start

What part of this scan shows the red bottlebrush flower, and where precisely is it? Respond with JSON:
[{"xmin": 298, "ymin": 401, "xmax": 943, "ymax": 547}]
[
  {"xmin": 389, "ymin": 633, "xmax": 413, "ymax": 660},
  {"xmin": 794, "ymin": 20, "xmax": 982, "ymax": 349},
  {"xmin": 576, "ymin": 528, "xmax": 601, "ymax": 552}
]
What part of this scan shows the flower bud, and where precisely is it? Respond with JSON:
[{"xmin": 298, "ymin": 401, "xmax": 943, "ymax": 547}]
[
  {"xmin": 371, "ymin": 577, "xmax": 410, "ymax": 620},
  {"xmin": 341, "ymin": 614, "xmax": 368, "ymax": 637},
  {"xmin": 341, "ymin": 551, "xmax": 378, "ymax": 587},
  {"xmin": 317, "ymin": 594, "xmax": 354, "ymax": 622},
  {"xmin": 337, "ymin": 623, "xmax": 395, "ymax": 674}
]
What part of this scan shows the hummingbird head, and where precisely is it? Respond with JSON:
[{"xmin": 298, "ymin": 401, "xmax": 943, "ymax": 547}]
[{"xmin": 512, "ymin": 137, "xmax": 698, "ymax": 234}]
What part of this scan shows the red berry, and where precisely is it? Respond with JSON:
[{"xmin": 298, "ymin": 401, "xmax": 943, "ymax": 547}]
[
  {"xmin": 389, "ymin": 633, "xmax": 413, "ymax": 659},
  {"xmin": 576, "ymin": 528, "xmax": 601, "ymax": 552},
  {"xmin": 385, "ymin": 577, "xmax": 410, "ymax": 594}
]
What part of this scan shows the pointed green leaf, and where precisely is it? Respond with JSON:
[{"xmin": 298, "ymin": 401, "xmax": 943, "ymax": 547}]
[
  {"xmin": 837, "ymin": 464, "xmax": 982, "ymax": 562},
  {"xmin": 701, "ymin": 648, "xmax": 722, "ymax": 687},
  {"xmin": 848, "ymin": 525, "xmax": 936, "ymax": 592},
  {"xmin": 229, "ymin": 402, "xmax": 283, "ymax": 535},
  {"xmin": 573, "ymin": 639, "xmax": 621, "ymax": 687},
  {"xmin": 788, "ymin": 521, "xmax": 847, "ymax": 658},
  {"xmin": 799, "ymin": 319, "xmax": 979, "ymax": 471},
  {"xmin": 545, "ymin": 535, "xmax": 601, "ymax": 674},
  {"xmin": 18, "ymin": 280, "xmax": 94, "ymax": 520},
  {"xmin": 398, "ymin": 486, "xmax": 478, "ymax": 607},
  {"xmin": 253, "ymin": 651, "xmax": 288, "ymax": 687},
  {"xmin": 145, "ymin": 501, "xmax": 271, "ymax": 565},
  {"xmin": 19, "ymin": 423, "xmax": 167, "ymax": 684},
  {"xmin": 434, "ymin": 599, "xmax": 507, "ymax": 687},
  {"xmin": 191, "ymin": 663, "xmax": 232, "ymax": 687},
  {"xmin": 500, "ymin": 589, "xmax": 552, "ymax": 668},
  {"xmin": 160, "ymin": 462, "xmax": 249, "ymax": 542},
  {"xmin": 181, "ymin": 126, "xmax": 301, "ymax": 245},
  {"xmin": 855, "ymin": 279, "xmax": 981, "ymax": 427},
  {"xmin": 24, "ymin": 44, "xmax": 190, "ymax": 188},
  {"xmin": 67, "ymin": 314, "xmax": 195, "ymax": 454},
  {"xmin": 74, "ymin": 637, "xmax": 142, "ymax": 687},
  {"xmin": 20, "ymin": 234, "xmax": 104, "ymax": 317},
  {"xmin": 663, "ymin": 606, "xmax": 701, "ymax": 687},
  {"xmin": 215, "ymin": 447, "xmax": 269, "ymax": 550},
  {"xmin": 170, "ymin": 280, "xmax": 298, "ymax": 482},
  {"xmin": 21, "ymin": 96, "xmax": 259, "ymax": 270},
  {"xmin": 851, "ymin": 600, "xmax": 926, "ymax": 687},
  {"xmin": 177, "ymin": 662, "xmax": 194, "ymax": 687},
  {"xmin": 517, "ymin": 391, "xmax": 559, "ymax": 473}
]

end

Which lines in the entries above contain the string "flower", with case counting? Locate each one and copy it out in full.

→ EXERCISE ANSWER:
What part of this scan shows the red bottlebrush flower, and where precisely is it? Respond with JSON:
What part of this scan shows the flower bud, and where precisely is it? Respond with JSON:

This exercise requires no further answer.